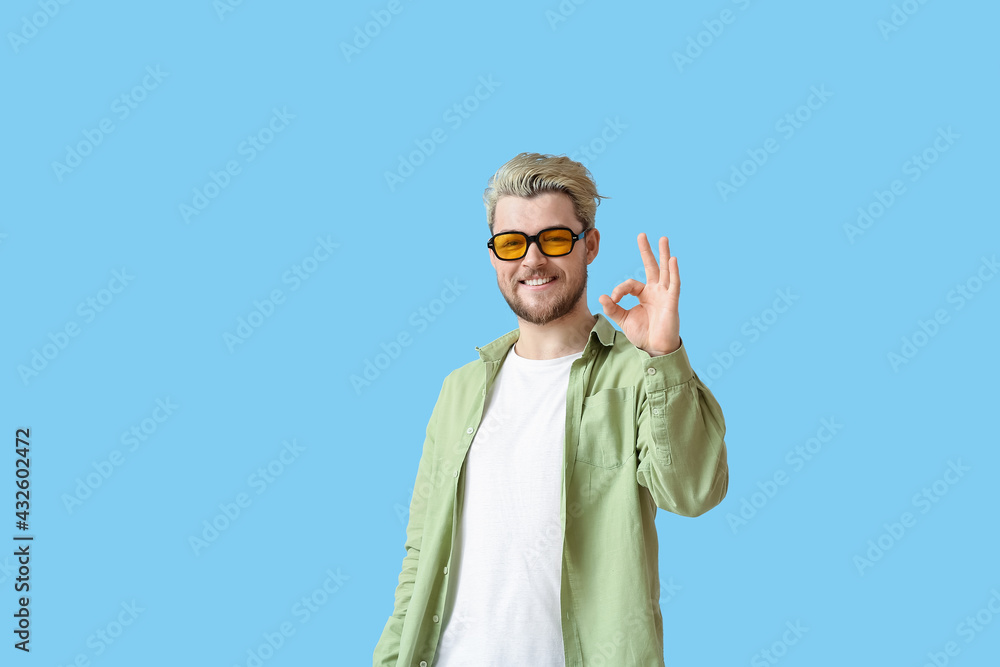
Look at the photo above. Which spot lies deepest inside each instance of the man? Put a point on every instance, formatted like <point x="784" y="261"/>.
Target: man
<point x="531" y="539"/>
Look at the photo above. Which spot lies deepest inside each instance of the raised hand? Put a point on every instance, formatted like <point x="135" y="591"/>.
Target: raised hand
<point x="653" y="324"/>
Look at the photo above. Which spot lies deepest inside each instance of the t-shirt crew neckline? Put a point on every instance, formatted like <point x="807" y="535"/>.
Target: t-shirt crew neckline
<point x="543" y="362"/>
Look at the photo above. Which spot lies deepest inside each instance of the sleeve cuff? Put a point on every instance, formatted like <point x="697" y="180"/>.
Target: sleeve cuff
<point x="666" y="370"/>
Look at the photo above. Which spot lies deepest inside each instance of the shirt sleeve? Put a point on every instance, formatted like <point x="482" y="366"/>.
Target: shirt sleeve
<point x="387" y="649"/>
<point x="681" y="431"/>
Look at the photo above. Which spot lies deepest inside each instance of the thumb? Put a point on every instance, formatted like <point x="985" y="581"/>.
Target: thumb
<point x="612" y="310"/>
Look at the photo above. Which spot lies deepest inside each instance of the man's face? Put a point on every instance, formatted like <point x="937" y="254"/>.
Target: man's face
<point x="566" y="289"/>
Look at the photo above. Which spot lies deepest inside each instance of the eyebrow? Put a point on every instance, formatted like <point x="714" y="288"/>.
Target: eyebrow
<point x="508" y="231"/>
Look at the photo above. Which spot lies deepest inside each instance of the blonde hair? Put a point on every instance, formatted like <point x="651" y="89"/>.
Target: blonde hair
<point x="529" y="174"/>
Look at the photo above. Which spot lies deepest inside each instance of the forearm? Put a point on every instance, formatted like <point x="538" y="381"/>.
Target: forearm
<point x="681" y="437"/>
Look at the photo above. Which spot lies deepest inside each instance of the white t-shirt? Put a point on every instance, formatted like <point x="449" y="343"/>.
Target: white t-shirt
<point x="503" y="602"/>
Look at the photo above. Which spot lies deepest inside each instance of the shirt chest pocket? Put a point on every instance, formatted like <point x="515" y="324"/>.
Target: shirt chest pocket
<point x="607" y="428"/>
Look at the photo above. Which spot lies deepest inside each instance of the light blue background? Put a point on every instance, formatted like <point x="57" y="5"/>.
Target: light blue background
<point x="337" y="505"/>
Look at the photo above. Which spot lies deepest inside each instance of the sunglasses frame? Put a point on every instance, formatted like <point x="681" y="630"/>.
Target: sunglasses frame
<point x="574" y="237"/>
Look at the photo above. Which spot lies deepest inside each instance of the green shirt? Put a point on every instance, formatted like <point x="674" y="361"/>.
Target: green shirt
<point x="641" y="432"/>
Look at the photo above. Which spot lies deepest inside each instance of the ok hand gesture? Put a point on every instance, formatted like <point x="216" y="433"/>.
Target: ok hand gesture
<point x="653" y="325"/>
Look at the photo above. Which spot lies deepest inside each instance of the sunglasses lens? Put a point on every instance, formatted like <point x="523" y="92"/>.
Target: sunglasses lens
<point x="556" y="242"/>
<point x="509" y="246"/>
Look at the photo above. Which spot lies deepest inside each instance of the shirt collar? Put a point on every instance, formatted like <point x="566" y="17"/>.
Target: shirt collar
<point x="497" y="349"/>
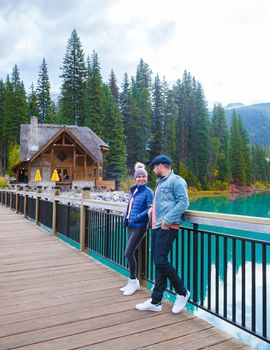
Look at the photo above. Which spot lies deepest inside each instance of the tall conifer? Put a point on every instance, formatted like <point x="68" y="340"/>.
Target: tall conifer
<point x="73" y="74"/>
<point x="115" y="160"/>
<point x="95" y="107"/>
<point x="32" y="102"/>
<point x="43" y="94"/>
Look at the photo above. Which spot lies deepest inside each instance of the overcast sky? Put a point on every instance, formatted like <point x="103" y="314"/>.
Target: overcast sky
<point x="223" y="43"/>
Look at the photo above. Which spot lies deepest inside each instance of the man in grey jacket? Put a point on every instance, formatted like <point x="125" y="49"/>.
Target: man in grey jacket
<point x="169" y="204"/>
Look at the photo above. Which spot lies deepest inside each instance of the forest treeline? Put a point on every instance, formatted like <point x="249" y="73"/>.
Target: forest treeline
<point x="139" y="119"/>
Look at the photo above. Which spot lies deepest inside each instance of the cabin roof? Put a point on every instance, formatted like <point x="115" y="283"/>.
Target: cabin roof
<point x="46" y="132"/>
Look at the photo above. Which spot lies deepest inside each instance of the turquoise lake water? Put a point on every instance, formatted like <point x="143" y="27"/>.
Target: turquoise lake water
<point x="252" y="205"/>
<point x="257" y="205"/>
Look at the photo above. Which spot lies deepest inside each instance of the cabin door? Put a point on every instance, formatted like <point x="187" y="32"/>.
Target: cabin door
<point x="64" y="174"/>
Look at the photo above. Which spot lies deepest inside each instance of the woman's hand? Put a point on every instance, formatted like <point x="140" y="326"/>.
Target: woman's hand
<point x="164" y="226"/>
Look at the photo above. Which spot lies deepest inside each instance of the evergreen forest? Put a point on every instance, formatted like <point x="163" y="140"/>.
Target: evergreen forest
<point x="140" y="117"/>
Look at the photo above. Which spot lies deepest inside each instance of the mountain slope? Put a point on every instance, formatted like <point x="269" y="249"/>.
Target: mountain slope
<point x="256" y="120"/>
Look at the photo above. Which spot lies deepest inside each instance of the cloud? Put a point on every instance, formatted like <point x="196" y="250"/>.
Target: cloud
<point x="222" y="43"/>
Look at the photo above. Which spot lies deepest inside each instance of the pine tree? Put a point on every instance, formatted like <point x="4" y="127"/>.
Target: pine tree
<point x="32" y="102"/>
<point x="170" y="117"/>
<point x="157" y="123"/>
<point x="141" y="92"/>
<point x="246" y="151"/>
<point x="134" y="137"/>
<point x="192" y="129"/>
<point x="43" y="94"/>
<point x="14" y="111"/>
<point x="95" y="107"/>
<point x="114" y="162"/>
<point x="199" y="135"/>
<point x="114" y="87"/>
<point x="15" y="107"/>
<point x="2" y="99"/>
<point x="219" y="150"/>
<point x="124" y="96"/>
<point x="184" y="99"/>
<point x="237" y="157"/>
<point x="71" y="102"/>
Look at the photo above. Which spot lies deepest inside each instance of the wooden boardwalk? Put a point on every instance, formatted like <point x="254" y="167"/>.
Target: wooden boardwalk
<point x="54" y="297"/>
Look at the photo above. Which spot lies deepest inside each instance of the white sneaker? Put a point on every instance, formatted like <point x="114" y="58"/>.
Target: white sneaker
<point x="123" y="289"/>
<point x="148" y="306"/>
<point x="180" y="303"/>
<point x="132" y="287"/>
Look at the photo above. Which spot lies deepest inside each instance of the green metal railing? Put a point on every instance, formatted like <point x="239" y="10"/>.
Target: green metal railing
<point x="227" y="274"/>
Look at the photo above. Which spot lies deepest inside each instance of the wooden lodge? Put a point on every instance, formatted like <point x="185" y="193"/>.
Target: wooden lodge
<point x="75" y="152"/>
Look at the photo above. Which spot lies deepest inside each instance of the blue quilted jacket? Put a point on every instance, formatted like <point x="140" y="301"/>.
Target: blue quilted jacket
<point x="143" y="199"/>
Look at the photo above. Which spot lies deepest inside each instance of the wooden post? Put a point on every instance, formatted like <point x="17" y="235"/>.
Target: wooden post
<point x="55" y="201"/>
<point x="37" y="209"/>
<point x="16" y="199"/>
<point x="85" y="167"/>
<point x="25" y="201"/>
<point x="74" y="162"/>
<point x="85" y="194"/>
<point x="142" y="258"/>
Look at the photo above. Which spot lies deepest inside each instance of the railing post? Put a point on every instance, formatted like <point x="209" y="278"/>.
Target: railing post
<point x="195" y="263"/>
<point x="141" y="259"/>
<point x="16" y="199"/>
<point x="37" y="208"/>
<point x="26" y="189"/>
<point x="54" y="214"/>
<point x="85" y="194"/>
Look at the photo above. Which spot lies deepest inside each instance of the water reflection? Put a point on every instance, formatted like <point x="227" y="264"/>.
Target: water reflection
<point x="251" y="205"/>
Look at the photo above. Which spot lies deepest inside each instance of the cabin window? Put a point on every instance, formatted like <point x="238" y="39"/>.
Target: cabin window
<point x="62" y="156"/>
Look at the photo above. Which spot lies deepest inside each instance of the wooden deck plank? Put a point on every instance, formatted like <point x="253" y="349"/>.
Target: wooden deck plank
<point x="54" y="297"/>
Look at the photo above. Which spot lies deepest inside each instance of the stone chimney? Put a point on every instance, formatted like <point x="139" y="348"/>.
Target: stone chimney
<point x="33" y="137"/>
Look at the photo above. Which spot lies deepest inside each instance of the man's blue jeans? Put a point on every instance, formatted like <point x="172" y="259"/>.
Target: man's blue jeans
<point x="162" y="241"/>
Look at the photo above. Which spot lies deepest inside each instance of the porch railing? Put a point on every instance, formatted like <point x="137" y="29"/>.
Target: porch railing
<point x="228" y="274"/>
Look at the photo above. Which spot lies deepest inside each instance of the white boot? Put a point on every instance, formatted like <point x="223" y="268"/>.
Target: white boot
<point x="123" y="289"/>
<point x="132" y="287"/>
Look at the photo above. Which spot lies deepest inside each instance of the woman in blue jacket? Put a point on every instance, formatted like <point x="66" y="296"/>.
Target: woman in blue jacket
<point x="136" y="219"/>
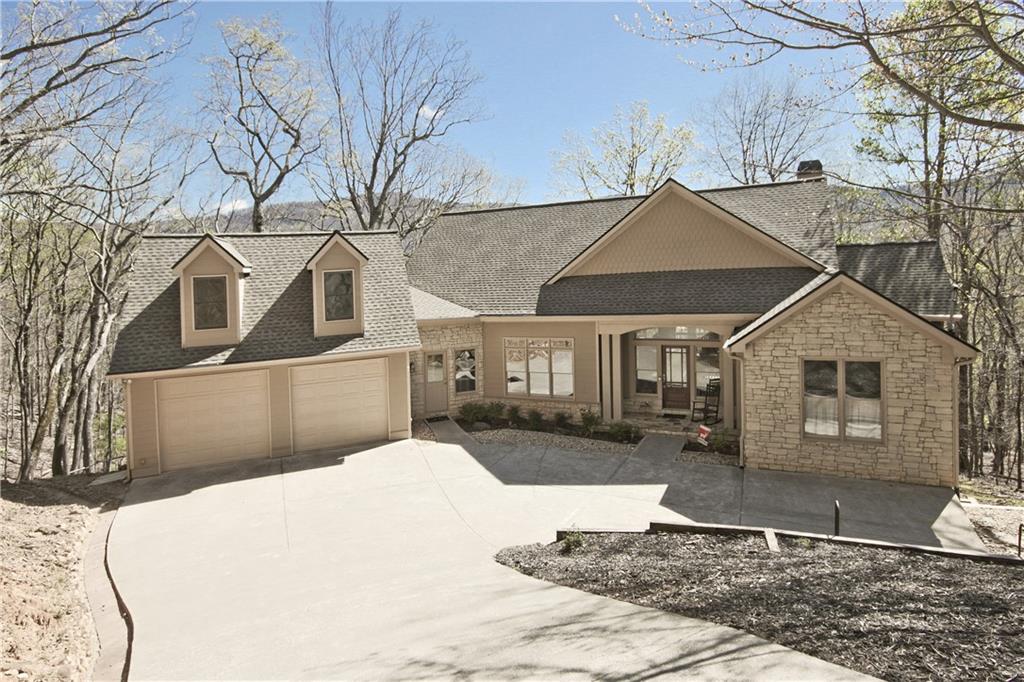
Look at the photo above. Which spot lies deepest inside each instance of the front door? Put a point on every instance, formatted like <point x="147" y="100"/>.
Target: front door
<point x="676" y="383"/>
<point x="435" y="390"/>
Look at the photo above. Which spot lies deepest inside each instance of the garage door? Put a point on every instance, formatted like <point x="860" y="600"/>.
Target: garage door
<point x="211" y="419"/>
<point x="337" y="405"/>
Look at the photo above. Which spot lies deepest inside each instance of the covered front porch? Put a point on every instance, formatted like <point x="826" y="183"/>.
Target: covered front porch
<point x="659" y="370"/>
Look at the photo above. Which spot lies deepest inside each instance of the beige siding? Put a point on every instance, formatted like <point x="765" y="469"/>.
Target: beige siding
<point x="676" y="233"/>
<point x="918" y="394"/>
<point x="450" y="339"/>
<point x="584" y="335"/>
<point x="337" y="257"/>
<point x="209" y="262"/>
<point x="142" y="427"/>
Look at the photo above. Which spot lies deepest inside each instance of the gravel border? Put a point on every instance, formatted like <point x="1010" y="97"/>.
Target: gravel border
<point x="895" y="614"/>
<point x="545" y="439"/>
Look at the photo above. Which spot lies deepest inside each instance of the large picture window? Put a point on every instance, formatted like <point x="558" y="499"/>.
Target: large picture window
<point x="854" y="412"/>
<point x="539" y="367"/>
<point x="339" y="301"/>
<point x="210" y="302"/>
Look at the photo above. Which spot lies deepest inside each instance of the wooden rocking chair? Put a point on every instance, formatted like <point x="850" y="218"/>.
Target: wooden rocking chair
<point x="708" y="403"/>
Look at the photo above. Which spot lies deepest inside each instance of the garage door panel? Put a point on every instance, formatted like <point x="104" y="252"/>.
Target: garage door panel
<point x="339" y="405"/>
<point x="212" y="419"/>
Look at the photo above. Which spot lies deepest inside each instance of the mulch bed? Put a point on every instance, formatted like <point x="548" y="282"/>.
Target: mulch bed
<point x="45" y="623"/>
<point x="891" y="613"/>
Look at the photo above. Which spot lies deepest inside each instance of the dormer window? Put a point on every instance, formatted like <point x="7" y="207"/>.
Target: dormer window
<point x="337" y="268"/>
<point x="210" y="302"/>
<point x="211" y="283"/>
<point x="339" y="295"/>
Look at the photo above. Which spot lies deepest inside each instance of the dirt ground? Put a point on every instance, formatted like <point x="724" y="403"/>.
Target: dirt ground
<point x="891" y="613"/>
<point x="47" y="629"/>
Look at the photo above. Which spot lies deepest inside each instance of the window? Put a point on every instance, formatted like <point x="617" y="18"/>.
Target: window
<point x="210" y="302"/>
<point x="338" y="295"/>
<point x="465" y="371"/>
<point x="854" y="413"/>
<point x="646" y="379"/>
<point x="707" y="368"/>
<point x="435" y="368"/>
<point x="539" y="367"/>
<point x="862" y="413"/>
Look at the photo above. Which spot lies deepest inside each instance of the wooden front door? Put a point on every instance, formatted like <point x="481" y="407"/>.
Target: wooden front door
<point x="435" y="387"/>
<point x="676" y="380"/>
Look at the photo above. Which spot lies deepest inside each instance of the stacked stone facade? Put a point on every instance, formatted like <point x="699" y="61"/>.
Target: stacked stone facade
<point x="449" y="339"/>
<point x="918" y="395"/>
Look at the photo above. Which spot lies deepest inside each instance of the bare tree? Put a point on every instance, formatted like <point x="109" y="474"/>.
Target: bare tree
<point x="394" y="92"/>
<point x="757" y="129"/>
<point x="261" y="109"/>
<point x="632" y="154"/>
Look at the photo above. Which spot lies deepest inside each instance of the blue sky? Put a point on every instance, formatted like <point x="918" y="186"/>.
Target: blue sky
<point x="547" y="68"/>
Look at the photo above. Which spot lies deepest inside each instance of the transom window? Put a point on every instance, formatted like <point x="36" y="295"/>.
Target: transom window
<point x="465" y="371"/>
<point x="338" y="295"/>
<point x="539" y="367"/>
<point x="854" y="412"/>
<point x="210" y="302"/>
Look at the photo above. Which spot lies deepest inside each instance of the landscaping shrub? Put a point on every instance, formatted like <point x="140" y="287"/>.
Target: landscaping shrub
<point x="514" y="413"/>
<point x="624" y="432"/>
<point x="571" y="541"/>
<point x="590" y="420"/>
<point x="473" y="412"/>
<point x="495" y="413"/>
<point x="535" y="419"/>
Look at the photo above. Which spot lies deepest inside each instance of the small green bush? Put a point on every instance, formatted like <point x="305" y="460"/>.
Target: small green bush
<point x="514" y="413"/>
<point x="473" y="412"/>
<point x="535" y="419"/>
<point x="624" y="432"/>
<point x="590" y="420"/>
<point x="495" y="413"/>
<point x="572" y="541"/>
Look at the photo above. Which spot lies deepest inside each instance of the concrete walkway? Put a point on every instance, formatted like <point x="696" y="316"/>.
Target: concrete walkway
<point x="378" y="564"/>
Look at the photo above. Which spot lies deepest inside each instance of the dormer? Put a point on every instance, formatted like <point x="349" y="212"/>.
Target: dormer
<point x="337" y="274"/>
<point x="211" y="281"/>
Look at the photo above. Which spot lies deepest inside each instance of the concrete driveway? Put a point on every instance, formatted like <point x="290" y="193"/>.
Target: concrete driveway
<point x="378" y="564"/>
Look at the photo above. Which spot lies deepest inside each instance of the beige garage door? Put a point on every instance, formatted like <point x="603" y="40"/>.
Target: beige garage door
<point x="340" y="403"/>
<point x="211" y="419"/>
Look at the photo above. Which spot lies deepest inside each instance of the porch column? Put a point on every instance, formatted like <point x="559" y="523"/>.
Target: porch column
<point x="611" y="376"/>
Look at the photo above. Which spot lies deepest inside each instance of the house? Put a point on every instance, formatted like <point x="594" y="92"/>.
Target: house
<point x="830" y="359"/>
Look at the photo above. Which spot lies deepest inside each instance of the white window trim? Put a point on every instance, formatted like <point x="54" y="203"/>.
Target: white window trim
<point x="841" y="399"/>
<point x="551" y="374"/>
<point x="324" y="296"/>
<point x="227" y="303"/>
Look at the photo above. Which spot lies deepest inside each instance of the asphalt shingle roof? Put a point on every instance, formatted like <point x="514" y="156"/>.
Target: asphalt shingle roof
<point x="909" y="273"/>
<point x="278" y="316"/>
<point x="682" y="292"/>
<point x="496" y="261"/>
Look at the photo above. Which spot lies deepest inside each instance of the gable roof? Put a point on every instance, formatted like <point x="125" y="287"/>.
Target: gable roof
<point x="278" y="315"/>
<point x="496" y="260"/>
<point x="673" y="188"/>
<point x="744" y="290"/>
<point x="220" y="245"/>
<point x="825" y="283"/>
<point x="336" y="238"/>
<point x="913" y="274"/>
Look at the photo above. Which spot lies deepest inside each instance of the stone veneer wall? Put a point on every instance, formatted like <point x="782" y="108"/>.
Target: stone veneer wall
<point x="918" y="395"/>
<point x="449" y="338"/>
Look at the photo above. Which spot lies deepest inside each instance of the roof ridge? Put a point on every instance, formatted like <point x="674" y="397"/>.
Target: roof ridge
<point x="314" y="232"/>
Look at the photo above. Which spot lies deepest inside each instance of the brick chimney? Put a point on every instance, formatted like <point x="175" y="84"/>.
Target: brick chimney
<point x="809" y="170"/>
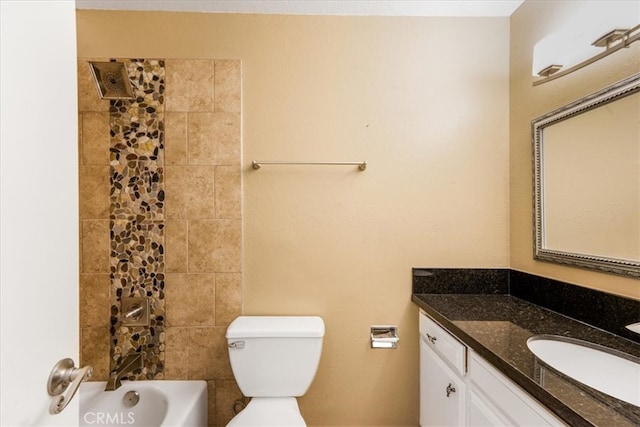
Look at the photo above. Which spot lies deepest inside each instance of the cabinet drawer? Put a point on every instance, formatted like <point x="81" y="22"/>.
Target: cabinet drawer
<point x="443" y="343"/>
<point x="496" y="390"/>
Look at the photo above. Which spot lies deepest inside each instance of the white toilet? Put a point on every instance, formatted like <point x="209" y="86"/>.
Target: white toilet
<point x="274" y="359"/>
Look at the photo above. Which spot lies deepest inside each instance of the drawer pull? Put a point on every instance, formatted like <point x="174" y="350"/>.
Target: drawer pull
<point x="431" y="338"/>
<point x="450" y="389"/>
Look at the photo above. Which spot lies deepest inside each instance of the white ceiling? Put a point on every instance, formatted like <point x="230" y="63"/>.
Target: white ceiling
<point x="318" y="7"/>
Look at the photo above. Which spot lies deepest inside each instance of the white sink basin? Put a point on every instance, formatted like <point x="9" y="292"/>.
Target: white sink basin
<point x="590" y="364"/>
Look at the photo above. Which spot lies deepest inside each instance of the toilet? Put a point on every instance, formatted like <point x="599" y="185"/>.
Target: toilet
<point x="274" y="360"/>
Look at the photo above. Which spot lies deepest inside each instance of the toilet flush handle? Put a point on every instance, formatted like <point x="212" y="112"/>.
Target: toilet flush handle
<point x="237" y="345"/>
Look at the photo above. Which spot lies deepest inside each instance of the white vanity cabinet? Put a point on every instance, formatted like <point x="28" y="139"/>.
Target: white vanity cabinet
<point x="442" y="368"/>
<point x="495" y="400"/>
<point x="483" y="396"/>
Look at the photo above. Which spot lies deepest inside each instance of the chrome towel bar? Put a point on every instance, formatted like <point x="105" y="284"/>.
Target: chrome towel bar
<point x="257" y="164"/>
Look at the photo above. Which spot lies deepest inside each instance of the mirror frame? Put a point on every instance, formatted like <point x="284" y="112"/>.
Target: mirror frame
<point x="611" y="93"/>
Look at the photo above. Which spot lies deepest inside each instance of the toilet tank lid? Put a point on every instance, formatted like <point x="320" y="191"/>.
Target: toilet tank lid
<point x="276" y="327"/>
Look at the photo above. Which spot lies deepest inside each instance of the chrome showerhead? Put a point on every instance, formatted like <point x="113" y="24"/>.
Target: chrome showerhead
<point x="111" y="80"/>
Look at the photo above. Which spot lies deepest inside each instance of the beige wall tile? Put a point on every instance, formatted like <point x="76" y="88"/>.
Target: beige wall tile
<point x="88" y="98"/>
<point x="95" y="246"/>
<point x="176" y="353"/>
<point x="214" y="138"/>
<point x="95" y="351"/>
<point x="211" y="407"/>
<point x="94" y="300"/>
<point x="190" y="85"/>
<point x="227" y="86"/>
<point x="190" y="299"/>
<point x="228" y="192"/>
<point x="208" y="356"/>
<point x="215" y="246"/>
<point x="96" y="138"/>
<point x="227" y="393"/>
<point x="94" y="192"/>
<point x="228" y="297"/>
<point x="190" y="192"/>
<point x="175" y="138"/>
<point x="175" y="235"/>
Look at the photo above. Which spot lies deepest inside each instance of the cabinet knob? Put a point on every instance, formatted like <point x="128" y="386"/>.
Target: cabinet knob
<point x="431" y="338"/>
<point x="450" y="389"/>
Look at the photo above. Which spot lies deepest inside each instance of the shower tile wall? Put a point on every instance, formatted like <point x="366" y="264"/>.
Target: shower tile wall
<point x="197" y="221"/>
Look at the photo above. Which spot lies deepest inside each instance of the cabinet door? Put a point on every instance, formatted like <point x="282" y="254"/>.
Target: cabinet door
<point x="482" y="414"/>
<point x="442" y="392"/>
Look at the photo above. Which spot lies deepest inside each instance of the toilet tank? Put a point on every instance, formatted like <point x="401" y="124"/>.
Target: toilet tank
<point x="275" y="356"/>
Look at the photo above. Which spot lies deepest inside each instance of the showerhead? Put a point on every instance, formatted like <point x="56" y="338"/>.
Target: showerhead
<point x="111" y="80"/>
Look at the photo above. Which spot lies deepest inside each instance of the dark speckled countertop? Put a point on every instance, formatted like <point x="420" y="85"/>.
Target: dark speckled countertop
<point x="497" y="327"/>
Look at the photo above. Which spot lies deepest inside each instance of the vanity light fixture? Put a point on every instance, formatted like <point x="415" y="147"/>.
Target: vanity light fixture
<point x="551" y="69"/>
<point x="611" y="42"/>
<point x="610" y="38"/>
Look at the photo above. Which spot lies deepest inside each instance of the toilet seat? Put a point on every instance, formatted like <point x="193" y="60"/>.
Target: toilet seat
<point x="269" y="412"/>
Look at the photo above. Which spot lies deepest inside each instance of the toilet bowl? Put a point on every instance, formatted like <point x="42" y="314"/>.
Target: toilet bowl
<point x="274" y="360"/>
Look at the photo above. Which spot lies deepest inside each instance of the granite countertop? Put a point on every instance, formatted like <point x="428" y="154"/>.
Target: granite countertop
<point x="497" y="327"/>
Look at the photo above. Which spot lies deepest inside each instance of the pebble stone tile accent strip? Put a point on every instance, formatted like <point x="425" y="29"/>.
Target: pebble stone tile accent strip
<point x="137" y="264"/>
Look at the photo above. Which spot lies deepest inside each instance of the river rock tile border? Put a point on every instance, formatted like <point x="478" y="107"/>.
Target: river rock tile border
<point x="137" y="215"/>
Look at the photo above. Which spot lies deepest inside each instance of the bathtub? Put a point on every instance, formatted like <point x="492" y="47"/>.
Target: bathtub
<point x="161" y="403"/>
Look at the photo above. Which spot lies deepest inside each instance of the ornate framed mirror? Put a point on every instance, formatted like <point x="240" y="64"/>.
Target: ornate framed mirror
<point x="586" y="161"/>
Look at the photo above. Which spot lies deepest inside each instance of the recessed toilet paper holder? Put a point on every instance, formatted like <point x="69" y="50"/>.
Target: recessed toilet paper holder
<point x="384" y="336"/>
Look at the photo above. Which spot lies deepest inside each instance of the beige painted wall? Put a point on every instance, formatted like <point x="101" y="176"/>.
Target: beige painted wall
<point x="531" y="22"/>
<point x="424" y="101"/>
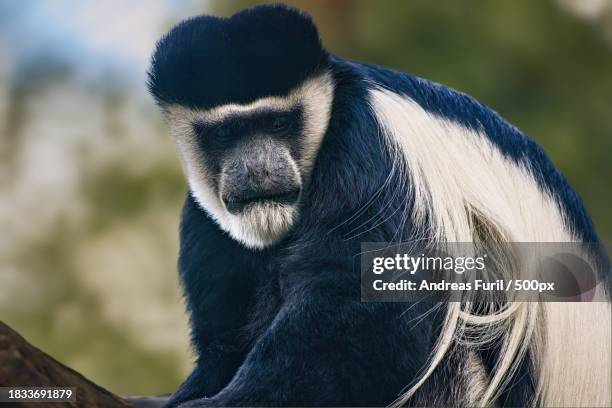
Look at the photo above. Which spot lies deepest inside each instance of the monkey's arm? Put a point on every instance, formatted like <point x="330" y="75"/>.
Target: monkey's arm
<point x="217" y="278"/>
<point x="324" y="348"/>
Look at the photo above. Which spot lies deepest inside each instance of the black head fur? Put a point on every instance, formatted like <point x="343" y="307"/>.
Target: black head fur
=======
Copy out everything from the line containing "of the river" down to the end of the material, leaving the pictures out.

Look at the photo above. Which spot lies deepest inside each instance of the river rock tile border? Put a point on every instance, formatted like <point x="478" y="107"/>.
Target: river rock tile border
<point x="137" y="215"/>
Look at the photo above. Which spot lies deepest inside each instance of the bathtub? Put a point on every instance, formatted like <point x="492" y="47"/>.
Target: bathtub
<point x="161" y="403"/>
Look at the photo above. Which spot lies deepest inside each instance of the ornate framed mirror? Put a point on every instance, formatted like <point x="240" y="64"/>.
Target: ornate framed mirror
<point x="586" y="161"/>
Look at the photo above. Which spot lies deepest inside each instance of the recessed toilet paper holder? Put a point on every instance, formatted like <point x="69" y="50"/>.
Target: recessed toilet paper holder
<point x="384" y="336"/>
Look at the photo above. Which spot lies deepest inside each instance of the beige painted wall? Put a point on every instance, formatted like <point x="101" y="176"/>.
Target: beige painted wall
<point x="531" y="22"/>
<point x="424" y="101"/>
Look at the photo above. Which spot lies deepest inside each instance of the monkey's arm? Put a point on every instance, formatted like <point x="330" y="75"/>.
Target: monkey's arm
<point x="217" y="278"/>
<point x="324" y="348"/>
Look at the photo above. Which spot lies deepest inside each instance of the black head fur? Put a point on every instance, formatted like <point x="343" y="307"/>.
Target: black head fur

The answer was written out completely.